▶ WRITTEN PROBLEM A
Answer these from the GMRS passage below:
(i) How many comments and reply comments addressed the simplex issue?
(ii) Which frequencies did PRSG say should be reserved solely for activating and controlling repeaters?
(iii) In the two-frequency direct operations described, on what frequency do the mobile stations transmit?

51. A small base station may operate on the primary 462 MHz channel(s)
assigned to the GMRS system for the small base station as requested.  In
addition, a small base station may operate on any of the new interstitial

E.  Simplex Channels

52. Proposal. We asked for comments regarding the need to minimize harmful
interference to repeater channels, and whether we should consider discouraging
or prohibiting simplex operation on repeater mobile input channels.  We did
not, however, make any specific proposals on this subject.

53. Comments. Twenty eight comments and reply comments addressed this issue. 
All but one requested the Commission to prohibit simplex operation on repeater
input frequencies in the GMRS.  In order to accomplish this, PRSG recommended
that "the 467 MHz frequencies should be reserved solely for the activation and
control of repeaters." [46]

[46] Comments of PRSG at 18.

54. Discussion. Some GMRS systems are configured as two-frequency direct
operations involving a base station transmitting on 462 MHz and receiving on
467 MHz, and one or more mobile stations transmitting on 467 MHz and receiving
on 462 MHz.  This configuration provides for dispatch systems in which the
mobile stations have no need for (or the licensee does not want the mobile
stations to have) communication with one another.  Generally, such a system
does not include a second 462 MHz receiver at the base station for monitoring
purposes.  Without such a receiver, a system so designed inherently prevents
the base station from monitoring the 462 MHz frequency before transmitting. 
Certain GMRS systems that have repeater stations controlled by wireline, or
that have transceivers at one location serving both repeater and base station
functions, also often suffer from the same deficiency because the operator by
remote wireline control or at the on-site control point is not able to
effectively monitor the 462 MHz frequency of the channel pair.

▶ MATERIAL FOR THIS TASK
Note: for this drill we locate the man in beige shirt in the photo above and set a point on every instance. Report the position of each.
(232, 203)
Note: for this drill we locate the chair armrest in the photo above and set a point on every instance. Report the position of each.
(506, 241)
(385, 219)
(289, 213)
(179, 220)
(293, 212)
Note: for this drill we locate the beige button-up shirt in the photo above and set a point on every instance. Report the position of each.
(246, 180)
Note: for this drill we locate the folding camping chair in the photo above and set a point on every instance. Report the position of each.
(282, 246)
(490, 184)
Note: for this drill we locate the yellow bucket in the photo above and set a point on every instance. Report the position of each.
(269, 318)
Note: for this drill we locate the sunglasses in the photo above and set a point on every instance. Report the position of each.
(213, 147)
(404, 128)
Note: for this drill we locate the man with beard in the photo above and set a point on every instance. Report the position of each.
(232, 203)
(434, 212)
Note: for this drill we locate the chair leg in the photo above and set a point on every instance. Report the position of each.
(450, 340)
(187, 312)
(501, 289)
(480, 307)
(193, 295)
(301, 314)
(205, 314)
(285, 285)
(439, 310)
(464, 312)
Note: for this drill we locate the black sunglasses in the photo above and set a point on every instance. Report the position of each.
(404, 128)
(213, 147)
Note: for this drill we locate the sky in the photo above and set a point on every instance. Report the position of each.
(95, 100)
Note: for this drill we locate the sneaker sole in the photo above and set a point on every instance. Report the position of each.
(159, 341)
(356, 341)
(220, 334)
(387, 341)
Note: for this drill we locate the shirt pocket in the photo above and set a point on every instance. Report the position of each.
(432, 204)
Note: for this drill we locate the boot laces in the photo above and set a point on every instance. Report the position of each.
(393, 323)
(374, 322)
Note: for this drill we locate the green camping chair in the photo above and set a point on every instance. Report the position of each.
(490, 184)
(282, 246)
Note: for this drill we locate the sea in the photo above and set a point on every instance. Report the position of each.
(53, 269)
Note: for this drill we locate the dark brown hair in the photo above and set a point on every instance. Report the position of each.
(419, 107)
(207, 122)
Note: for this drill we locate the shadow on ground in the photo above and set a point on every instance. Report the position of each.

▶ WRITTEN PROBLEM B
Starting with the line in the records that contains "Note: for this drill we locate the sea" and going on through the end of the records, write those lines out again with "shadow on ground" changed to "ground shadow", leaving everything else the same.

▶ CORRECT OUTPUT A
(i) Twenty eight.
(ii) The 467 MHz frequencies.
(iii) 467 MHz.

▶ CORRECT OUTPUT B
Note: for this drill we locate the sea in the photo above and set a point on every instance. Report the position of each.
(53, 269)
Note: for this drill we locate the dark brown hair in the photo above and set a point on every instance. Report the position of each.
(419, 107)
(207, 122)
Note: for this drill we locate the ground shadow in the photo above and set a point on every instance. Report the position of each.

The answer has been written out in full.